Your objective:
Read through the lines below for the string "black" and copy each one that has it.

*** Data listing ***

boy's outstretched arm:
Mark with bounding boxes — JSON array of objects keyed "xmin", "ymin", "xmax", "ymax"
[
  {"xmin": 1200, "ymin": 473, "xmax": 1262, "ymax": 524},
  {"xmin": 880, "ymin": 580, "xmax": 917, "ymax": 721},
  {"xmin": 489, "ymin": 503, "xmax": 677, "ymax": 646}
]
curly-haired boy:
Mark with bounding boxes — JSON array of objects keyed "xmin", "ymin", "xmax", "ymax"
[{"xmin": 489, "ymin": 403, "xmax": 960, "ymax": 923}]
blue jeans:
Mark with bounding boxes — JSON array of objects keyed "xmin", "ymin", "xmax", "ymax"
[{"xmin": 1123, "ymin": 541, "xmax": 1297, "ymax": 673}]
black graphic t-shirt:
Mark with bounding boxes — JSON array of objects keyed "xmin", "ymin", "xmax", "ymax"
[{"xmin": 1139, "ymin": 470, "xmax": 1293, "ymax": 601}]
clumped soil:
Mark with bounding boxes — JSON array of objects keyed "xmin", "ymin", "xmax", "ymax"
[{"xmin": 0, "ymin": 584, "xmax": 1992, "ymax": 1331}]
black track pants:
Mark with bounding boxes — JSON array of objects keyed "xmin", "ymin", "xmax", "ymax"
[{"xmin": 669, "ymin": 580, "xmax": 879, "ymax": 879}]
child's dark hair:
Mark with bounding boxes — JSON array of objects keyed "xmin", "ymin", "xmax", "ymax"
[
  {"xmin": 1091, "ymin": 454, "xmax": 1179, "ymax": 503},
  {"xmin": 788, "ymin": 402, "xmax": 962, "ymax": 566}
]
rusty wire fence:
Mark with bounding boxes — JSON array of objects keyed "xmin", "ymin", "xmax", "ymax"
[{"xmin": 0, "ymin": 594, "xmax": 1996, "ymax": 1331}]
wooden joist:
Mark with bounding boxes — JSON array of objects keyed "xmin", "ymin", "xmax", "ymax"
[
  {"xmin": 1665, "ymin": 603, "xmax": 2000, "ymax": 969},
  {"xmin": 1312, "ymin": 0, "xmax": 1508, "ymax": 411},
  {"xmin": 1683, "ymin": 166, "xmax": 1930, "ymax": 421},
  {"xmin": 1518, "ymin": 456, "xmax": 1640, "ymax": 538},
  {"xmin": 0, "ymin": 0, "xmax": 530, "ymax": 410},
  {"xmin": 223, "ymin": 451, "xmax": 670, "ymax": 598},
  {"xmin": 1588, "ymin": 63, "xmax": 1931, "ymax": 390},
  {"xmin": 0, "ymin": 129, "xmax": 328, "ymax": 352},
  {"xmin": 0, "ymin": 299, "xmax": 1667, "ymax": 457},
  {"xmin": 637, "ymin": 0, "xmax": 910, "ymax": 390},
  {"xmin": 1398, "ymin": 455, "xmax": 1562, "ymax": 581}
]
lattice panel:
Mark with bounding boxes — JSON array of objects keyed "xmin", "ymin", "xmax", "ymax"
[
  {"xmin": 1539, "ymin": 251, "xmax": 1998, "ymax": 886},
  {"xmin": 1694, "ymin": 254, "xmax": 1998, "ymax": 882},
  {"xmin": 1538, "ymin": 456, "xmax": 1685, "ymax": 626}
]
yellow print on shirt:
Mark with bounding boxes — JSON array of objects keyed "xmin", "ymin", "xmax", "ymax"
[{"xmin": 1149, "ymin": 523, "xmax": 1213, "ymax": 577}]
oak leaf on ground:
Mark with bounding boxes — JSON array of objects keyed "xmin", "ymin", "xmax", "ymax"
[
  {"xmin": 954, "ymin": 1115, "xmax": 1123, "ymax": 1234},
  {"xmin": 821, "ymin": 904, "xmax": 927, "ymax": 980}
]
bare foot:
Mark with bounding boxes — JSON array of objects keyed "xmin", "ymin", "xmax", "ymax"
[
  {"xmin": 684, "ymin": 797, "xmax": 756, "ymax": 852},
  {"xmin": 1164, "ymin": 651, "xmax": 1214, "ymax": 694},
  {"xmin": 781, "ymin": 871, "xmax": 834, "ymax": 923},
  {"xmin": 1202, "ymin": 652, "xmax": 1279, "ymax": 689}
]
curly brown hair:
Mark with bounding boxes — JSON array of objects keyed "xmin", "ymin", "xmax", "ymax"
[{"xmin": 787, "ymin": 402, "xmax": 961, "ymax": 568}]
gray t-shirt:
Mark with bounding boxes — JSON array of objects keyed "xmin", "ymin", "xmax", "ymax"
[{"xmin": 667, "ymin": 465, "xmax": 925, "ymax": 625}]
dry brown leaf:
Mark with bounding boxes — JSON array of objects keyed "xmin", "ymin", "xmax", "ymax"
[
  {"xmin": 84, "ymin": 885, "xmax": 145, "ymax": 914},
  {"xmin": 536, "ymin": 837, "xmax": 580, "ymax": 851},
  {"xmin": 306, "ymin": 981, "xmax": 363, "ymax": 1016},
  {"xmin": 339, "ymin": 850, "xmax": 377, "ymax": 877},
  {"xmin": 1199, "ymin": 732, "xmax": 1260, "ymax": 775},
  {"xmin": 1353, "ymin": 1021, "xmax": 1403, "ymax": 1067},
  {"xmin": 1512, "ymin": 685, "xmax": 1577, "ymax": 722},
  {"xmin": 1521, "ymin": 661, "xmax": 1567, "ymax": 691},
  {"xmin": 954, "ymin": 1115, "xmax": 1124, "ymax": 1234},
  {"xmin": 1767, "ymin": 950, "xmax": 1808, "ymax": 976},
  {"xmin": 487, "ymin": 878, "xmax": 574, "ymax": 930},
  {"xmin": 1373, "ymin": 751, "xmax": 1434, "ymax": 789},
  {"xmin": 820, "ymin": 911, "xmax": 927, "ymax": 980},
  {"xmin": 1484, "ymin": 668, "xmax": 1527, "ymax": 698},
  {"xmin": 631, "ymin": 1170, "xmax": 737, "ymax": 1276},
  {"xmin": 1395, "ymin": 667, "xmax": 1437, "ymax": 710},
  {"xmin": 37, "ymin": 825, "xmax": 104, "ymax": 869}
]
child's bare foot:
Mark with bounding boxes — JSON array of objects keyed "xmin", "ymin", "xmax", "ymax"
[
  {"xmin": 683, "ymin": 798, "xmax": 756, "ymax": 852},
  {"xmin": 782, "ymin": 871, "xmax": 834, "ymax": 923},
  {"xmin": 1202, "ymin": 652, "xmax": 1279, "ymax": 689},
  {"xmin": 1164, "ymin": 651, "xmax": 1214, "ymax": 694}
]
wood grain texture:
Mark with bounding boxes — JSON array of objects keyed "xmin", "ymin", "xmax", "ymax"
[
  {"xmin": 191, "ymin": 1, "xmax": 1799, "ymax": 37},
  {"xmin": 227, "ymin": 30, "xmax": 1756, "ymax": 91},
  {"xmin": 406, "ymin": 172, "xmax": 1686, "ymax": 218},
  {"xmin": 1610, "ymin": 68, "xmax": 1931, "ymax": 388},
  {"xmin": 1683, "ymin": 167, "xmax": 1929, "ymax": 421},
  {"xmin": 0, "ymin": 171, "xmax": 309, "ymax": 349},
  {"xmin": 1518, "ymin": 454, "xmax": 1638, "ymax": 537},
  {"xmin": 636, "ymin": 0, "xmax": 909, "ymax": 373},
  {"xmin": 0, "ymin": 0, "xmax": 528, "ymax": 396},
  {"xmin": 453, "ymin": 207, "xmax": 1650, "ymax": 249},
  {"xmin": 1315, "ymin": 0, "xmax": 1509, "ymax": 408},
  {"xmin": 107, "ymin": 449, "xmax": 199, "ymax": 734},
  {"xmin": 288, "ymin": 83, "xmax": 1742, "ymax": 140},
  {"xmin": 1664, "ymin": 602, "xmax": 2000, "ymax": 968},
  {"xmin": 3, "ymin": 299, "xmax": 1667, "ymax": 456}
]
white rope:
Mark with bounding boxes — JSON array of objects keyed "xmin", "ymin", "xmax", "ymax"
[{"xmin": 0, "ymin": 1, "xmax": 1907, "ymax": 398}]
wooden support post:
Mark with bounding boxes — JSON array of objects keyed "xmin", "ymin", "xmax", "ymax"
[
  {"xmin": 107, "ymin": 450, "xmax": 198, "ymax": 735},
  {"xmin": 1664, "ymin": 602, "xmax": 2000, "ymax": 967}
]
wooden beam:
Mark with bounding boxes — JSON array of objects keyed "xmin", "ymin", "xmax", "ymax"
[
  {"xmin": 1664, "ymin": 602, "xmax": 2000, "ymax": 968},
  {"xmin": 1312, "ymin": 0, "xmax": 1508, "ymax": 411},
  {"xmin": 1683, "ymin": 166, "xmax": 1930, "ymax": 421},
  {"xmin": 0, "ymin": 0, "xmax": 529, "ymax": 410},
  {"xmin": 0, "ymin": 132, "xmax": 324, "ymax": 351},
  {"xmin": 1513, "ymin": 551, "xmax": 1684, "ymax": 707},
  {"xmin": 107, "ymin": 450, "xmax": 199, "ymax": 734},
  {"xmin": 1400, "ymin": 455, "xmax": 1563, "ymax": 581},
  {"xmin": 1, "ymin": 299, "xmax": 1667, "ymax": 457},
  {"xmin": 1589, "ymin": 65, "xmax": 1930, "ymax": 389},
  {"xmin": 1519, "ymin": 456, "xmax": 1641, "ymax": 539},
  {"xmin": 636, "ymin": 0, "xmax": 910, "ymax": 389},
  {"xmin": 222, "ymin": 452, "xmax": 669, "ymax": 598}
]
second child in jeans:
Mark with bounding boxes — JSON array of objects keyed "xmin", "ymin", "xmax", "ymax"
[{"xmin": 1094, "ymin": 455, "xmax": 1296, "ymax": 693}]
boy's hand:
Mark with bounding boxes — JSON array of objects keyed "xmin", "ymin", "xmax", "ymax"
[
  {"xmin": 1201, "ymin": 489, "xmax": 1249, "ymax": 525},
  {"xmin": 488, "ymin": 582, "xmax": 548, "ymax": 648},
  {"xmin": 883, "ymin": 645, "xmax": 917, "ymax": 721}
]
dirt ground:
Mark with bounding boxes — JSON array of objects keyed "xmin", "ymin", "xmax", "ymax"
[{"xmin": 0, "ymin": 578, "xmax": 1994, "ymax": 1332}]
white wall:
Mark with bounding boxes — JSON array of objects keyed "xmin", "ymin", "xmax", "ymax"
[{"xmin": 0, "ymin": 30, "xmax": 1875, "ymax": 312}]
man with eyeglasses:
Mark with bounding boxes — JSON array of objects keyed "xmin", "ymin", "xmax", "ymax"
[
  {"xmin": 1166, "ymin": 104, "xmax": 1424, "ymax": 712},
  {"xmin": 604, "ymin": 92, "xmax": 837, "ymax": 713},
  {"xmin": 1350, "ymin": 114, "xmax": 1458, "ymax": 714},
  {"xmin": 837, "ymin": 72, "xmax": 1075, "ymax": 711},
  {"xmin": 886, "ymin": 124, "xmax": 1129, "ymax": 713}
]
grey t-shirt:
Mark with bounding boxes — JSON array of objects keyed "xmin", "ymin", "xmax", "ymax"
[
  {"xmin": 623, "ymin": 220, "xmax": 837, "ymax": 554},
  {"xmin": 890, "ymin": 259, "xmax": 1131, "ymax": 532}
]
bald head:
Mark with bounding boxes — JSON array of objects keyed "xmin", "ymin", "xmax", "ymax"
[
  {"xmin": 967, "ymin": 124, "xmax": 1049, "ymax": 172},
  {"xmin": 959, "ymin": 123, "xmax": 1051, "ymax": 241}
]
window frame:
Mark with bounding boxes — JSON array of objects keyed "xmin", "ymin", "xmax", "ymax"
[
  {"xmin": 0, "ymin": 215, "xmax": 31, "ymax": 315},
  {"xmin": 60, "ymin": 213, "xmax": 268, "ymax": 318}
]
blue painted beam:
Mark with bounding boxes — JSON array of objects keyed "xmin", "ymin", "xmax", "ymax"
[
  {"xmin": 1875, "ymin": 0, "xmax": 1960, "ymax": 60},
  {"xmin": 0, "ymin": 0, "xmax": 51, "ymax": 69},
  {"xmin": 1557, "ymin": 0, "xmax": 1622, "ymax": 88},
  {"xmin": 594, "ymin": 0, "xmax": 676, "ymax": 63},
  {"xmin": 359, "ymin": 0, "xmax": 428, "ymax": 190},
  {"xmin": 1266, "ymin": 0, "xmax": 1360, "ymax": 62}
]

***

Response to the exercise:
black graphic t-shirt:
black track pants:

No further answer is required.